# Document extract start

# Operating level button - ok to leave in "OUT" position (+4dBu STUDIO) setting?



## Guest (Oct 25, 2006)

Greetings!

My setup is as follows:

Sony 9000ES pre-amp feeding an 1124, which in turns feed a pair of Crown CE-2000, both if which are bridged and in turn feeding feed a pair of TC Sounds PA-5000 18" subs.

The 9000 also feeds an Adcom GFA-5500 connected to my mains (Klipsch KLF-30s) and an Adcom GFA-7500 connected to my 4 surrounds and center channel.

My issue is that when I crank up the volume on the pre-amp to just before the clipping LEDs on the 5500 come on (-18 dB on the pre-amp display), I have to use the +4dBu setting on the BFD and set the LFE out @ +2dB on the pre-amp to get the red 0dB LEDs on the BFD to clip on occasion.

If I use the -10dBu HOME setting on the BFD, I have to reduce the LFE out on the preamp to something like -12dB on the pre-amp.

Seems to me my levels are better matched by using the +4dBu setting.

Is this ok?

Thanks!

Peter


----------



## brucek (Apr 11, 2006)

> Is this ok?


Yep. The switch simply adjusts the operating levels of the BFD.

brucek


----------



## Guest (Oct 25, 2006)

Great thanks. I just wanted to make sure since the BFG guide said to always use the "HOME" -10dB setting.


----------



## Hakka (Sep 10, 2006)

I noticed a few months ago on my BFD one channel was showing a few more leds than the other, I tested both subs and they measured the same SPL. One of my cables had pressed one of the buttons on the back of the BFD and changed it to the +4dBu setting, I changed it back to -10 and the leds for both channels matched again. The SPL readings for the sub in question did not change.


----------



## brucek (Apr 11, 2006)

> The SPL readings for the sub in question did not change.


That right, it only changes the operating range of the BFD.


----------



## Ilkka (Jun 8, 2006)

pclausen said:


> My issue is that when I crank up the volume on the pre-amp to just before the clipping LEDs on the 5500 come on (-18 dB on the pre-amp display), I have to use the +4dBu setting on the BFD and set the LFE out @ +2dB on the pre-amp to get the red 0dB LEDs on the BFD to clip on occasion.


I would set the LFE out @ 0 dB etc. Although the BFD doesn't clip right away, I wouldn't let the red LED lit, if you can avoid it.


----------



## Guest (Oct 26, 2006)

Right on. Thanks guys. Still learning the ins and outs of this 1124. I must say that a BFD is probably the most bang for the buck in audio I have seen in a while.


----------

# Document extract end
# Entries start

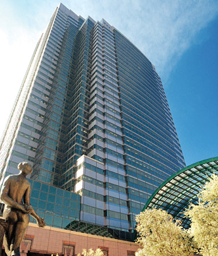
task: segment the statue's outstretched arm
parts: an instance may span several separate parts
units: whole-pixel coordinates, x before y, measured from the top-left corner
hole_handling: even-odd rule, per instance
[[[25,209],[29,214],[30,214],[34,219],[37,220],[37,224],[39,227],[45,227],[45,226],[46,225],[44,219],[39,217],[39,216],[34,210],[32,205],[31,205],[30,203],[30,192],[31,192],[31,188],[30,186],[27,189],[23,198]]]
[[[5,181],[5,183],[3,185],[2,189],[1,192],[0,198],[1,200],[6,205],[22,211],[25,214],[27,213],[27,211],[23,205],[21,205],[18,202],[13,200],[11,197],[9,196],[9,191],[10,189],[10,177]]]

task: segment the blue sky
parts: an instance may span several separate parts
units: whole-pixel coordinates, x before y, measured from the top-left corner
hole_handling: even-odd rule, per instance
[[[187,165],[218,156],[218,1],[63,0],[103,17],[148,57],[161,77]],[[35,44],[59,1],[1,0],[0,133]]]

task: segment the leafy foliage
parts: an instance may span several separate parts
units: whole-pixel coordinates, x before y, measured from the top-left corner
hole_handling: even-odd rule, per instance
[[[99,248],[94,251],[92,248],[89,250],[88,251],[86,249],[83,249],[82,252],[82,256],[104,256],[104,253],[101,249]],[[80,253],[77,256],[82,256]]]
[[[218,176],[215,174],[198,195],[198,205],[191,204],[184,215],[191,220],[190,234],[202,256],[218,255]]]
[[[194,249],[188,233],[165,211],[152,209],[136,216],[137,242],[141,246],[136,256],[192,256]]]

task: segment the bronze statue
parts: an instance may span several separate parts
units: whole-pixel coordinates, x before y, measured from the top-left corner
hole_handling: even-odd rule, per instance
[[[5,204],[3,217],[8,223],[3,241],[8,256],[20,256],[20,246],[28,227],[30,214],[39,227],[46,226],[43,219],[30,204],[31,187],[26,176],[32,172],[32,168],[28,162],[22,162],[17,168],[20,173],[7,177],[1,193],[1,199]]]

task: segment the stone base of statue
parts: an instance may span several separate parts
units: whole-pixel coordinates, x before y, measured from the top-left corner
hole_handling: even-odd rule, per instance
[[[0,256],[2,256],[2,249],[4,234],[8,230],[8,222],[5,219],[0,219]]]

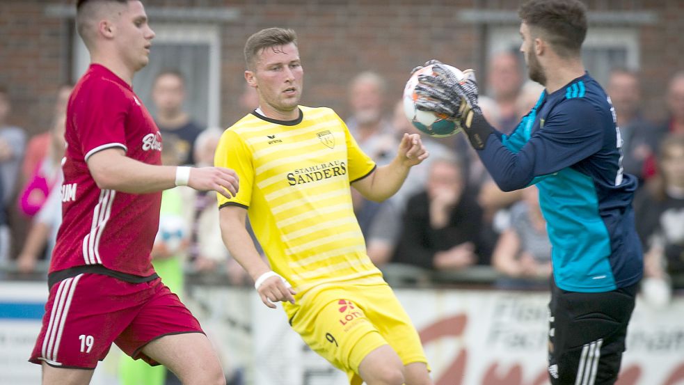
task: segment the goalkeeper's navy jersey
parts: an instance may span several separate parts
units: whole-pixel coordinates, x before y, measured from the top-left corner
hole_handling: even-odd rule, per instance
[[[545,91],[511,135],[490,135],[478,151],[502,189],[536,184],[562,289],[605,292],[642,277],[637,181],[623,173],[621,145],[610,99],[585,74]]]

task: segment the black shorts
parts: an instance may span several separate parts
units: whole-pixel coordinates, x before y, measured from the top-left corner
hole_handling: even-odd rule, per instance
[[[605,292],[568,292],[551,282],[548,372],[552,385],[617,380],[638,285]]]

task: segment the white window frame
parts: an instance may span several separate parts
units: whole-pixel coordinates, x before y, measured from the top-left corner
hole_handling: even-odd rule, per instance
[[[487,47],[488,61],[498,52],[509,49],[511,47],[520,47],[522,39],[519,26],[491,26]],[[587,38],[582,47],[591,48],[620,47],[627,52],[625,67],[638,70],[639,67],[639,47],[638,29],[630,27],[594,27],[589,26]]]
[[[221,122],[221,31],[216,24],[155,22],[154,42],[159,43],[198,43],[209,46],[209,83],[207,92],[208,127],[218,127]],[[73,79],[79,79],[90,63],[86,45],[74,33]]]

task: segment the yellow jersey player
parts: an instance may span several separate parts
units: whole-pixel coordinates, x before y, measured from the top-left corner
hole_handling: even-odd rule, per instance
[[[282,301],[292,328],[351,384],[431,384],[415,329],[366,255],[349,189],[391,196],[428,156],[420,137],[405,134],[393,162],[376,167],[334,111],[299,105],[294,31],[255,33],[245,60],[260,104],[216,149],[216,164],[240,180],[235,196],[218,196],[223,242],[264,304]],[[245,230],[248,214],[270,267]]]

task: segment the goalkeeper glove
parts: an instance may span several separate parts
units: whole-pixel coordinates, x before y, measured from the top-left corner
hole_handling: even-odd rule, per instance
[[[463,72],[463,78],[445,68],[441,63],[431,61],[434,75],[418,77],[415,104],[418,109],[445,115],[457,121],[476,150],[484,148],[487,137],[494,129],[482,116],[477,105],[477,83],[472,70]],[[427,63],[426,63],[427,64]]]

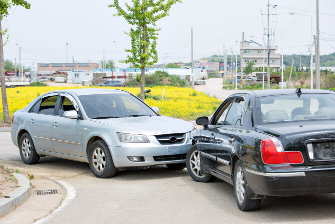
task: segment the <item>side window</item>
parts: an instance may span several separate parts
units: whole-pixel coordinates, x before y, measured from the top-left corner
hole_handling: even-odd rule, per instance
[[[58,114],[60,116],[63,116],[63,114],[65,111],[68,111],[69,110],[76,110],[74,106],[71,102],[70,99],[68,97],[63,97],[64,100],[63,101],[63,103],[62,104],[60,108],[58,110]]]
[[[38,113],[44,114],[54,114],[54,106],[57,102],[58,96],[52,96],[42,99]]]
[[[30,110],[30,112],[32,113],[38,113],[40,110],[40,102],[42,101],[42,100],[40,100],[38,101],[35,104],[35,105],[32,107],[32,108]]]
[[[226,125],[240,125],[242,121],[242,112],[244,100],[238,100],[238,102],[232,103],[230,109],[226,117],[224,124]]]
[[[234,99],[228,101],[227,103],[224,105],[223,107],[221,108],[220,111],[218,112],[218,114],[216,115],[216,119],[214,120],[214,123],[212,124],[217,124],[218,125],[223,125],[224,122],[224,119],[226,119],[226,116],[228,113],[228,111],[230,108],[232,103],[232,102]]]

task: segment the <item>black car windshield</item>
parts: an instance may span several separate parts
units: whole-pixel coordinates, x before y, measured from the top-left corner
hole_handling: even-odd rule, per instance
[[[90,118],[156,116],[140,100],[128,93],[86,95],[78,97]]]
[[[335,94],[280,95],[256,98],[258,123],[335,119]]]

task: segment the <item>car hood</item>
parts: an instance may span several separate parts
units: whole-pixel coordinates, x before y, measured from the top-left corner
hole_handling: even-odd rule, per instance
[[[190,122],[165,116],[92,119],[91,121],[115,127],[124,133],[146,135],[186,133],[194,128]]]

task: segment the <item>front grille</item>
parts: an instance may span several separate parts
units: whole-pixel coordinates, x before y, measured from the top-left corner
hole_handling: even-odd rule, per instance
[[[155,135],[155,137],[162,145],[178,144],[184,142],[186,137],[186,133],[177,133]],[[175,139],[174,139],[175,138]],[[174,140],[176,140],[174,141]]]
[[[156,162],[163,161],[182,160],[186,159],[186,154],[179,154],[178,155],[158,155],[154,156],[154,159]]]

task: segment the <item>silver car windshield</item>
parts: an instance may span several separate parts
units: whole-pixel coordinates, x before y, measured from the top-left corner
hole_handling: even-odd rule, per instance
[[[256,98],[260,124],[335,119],[335,94],[281,95]]]
[[[86,114],[92,119],[157,116],[140,100],[127,93],[86,95],[78,97]]]

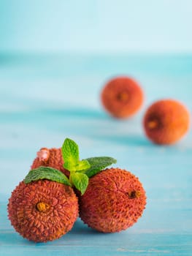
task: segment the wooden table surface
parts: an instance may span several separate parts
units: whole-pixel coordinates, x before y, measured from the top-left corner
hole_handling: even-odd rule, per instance
[[[111,77],[127,75],[145,100],[133,118],[110,118],[99,94]],[[0,255],[192,255],[192,133],[172,146],[151,143],[142,129],[146,108],[173,98],[192,110],[192,56],[0,55]],[[107,155],[131,171],[147,204],[132,227],[104,234],[80,219],[61,238],[35,244],[7,219],[11,192],[42,147],[76,141],[82,159]]]

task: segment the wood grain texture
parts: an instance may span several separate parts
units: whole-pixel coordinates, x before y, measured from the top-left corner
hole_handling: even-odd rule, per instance
[[[116,74],[137,78],[145,105],[127,121],[107,116],[101,88]],[[192,57],[0,55],[0,255],[191,255],[192,133],[172,146],[151,143],[142,121],[146,108],[174,98],[192,110]],[[142,218],[119,233],[103,234],[80,219],[61,238],[34,244],[7,219],[11,192],[42,147],[70,138],[81,159],[107,155],[143,183]]]

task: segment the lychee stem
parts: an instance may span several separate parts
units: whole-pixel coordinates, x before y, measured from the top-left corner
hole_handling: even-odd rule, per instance
[[[45,212],[50,208],[50,205],[44,202],[39,202],[36,205],[36,208],[39,211]]]
[[[50,157],[50,150],[47,148],[42,148],[37,153],[37,157],[40,161],[45,162]]]

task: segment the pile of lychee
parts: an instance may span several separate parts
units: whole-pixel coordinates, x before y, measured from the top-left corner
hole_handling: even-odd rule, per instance
[[[88,227],[115,233],[142,215],[145,191],[112,157],[80,160],[78,146],[66,138],[61,148],[41,148],[23,181],[12,192],[8,217],[15,230],[34,242],[61,238],[80,217]]]
[[[128,118],[141,108],[144,93],[134,79],[117,77],[104,85],[101,100],[104,109],[112,116]],[[147,109],[143,118],[145,132],[156,144],[176,143],[188,130],[189,124],[187,108],[172,99],[155,102]]]

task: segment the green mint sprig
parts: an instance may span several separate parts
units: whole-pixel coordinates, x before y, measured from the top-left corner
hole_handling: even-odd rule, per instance
[[[80,160],[79,147],[74,141],[69,138],[64,140],[61,152],[64,167],[70,173],[69,179],[58,170],[41,166],[31,170],[24,182],[28,184],[39,179],[48,179],[74,187],[83,195],[88,185],[89,178],[117,162],[114,158],[109,157],[91,157]]]

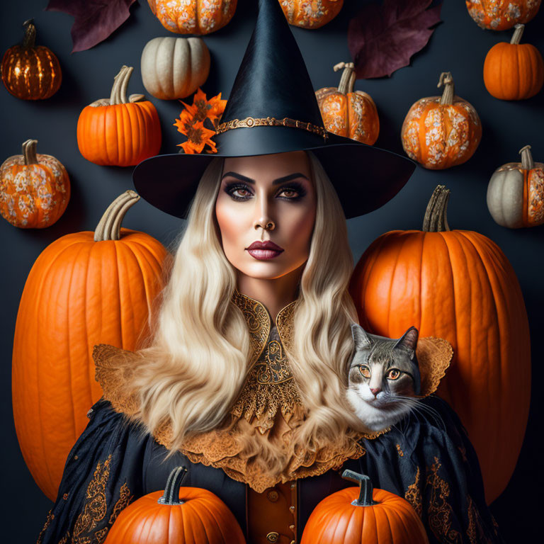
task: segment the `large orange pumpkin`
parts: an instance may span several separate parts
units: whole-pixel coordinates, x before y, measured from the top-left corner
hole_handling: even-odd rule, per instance
[[[528,23],[540,7],[540,0],[465,0],[478,26],[507,30],[516,23]]]
[[[88,423],[86,412],[102,395],[93,346],[137,348],[163,286],[164,247],[120,227],[139,198],[126,191],[95,232],[67,234],[47,246],[23,291],[13,339],[13,417],[27,466],[51,499]]]
[[[456,96],[449,72],[440,76],[441,96],[417,101],[402,123],[402,147],[408,157],[434,170],[462,164],[482,139],[482,123],[474,107]]]
[[[21,229],[42,229],[55,223],[70,200],[70,178],[52,155],[36,153],[37,140],[27,140],[21,155],[0,166],[0,213]]]
[[[501,100],[524,100],[540,92],[544,84],[544,60],[531,43],[520,43],[525,25],[516,25],[510,43],[495,44],[484,62],[484,83]]]
[[[319,28],[332,21],[344,6],[344,0],[278,0],[290,25]]]
[[[344,69],[336,87],[315,91],[323,123],[329,132],[372,145],[380,134],[380,119],[374,101],[363,91],[353,92],[355,64],[339,62],[334,72]]]
[[[200,487],[180,489],[186,473],[177,467],[164,492],[125,508],[104,544],[245,544],[236,518],[217,495]]]
[[[357,482],[325,497],[304,528],[300,544],[429,544],[421,520],[408,501],[351,470],[342,477]]]
[[[222,28],[232,18],[237,1],[147,0],[147,3],[167,30],[202,35]]]
[[[448,193],[442,186],[435,190],[422,230],[375,239],[350,290],[366,330],[398,338],[414,325],[421,336],[452,344],[438,394],[467,429],[490,502],[506,487],[525,434],[529,327],[518,279],[500,248],[477,232],[449,230]]]
[[[55,53],[45,45],[35,45],[36,27],[25,21],[25,38],[2,59],[2,81],[13,96],[23,100],[42,100],[60,88],[62,72]]]
[[[108,98],[83,108],[77,121],[77,145],[95,164],[129,166],[156,155],[161,149],[159,114],[142,94],[127,100],[128,80],[134,68],[123,66],[115,76]]]

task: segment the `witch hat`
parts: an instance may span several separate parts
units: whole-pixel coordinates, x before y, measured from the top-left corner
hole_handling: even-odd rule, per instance
[[[217,152],[157,155],[140,163],[137,193],[186,217],[203,172],[216,157],[312,152],[327,173],[346,218],[392,198],[416,164],[379,147],[328,132],[298,45],[278,0],[259,0],[259,16],[217,134]]]

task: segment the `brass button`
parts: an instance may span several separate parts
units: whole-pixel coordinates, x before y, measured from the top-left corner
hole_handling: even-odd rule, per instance
[[[277,491],[269,491],[266,494],[266,497],[271,502],[276,502],[279,499],[280,495]]]

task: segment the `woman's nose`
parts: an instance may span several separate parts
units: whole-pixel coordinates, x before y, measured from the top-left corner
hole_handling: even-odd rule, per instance
[[[254,227],[256,230],[262,229],[265,230],[273,230],[276,228],[276,222],[271,217],[271,205],[268,199],[264,196],[259,196],[255,203],[255,220]]]

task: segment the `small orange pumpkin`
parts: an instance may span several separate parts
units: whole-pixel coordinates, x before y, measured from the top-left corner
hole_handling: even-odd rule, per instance
[[[95,164],[129,166],[157,155],[162,135],[153,104],[127,86],[134,68],[123,66],[115,76],[111,95],[83,108],[77,121],[77,145]]]
[[[35,45],[36,27],[32,19],[23,26],[23,43],[10,47],[2,59],[2,81],[18,98],[48,98],[59,90],[62,81],[59,60],[49,47]]]
[[[441,96],[417,101],[402,123],[402,147],[408,157],[434,170],[466,162],[482,139],[482,123],[474,107],[455,96],[449,72],[440,76]]]
[[[510,229],[544,223],[544,164],[533,160],[530,145],[519,152],[521,162],[503,164],[487,186],[489,213]]]
[[[66,169],[51,155],[36,153],[37,140],[0,166],[0,213],[15,227],[42,229],[64,212],[70,199]]]
[[[421,520],[408,501],[352,470],[342,477],[359,484],[324,499],[310,516],[300,544],[429,544]]]
[[[236,11],[237,0],[147,0],[161,24],[176,34],[210,34],[222,28]]]
[[[52,500],[66,458],[89,423],[87,411],[103,394],[93,346],[137,348],[164,285],[169,256],[164,246],[120,226],[139,199],[125,191],[94,232],[66,234],[47,246],[23,290],[13,338],[13,418],[25,462]]]
[[[363,91],[353,91],[355,64],[339,62],[334,72],[344,68],[340,84],[316,91],[325,128],[329,132],[372,145],[380,134],[380,119],[374,101]]]
[[[174,468],[164,492],[125,508],[104,544],[245,544],[236,518],[217,495],[200,487],[180,489],[186,473],[185,467]]]
[[[356,266],[350,293],[365,330],[398,338],[414,325],[421,336],[452,344],[453,359],[438,395],[467,429],[489,504],[506,487],[523,441],[531,399],[529,325],[504,254],[479,232],[450,230],[448,196],[443,186],[435,189],[421,230],[378,237]]]
[[[478,26],[507,30],[517,23],[528,23],[540,7],[540,0],[465,0]]]
[[[319,28],[332,21],[344,6],[344,0],[278,0],[290,25]]]
[[[484,83],[489,94],[501,100],[525,100],[544,84],[544,60],[531,43],[520,43],[525,25],[516,25],[510,43],[501,42],[484,62]]]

# Entries end

• Objective 1:
In the forum thread about the BFD operating level button, which amplifier drives the Klipsch KLF-30s mains?
• Objective 2:
From the forum thread about the BFD operating level button, reproduce the stretch from "Sony 9000ES pre-amp" through "the +4dBu setting.".
The material has no role here.

• Final result 1:
An Adcom GFA-5500.

• Final result 2:
Sony 9000ES pre-amp feeding an 1124, which in turns feed a pair of Crown CE-2000, both if which are bridged and in turn feeding feed a pair of TC Sounds PA-5000 18" subs.

The 9000 also feeds an Adcom GFA-5500 connected to my mains (Klipsch KLF-30s) and an Adcom GFA-7500 connected to my 4 surrounds and center channel.

My issue is that when I crank up the volume on the pre-amp to just before the clipping LEDs on the 5500 come on (-18 dB on the pre-amp display), I have to use the +4dBu setting on the BFD and set the LFE out @ +2dB on the pre-amp to get the red 0dB LEDs on the BFD to clip on occasion.

If I use the -10dBu HOME setting on the BFD, I have to reduce the LFE out on the preamp to something like -12dB on the pre-amp.

Seems to me my levels are better matched by using the +4dBu setting.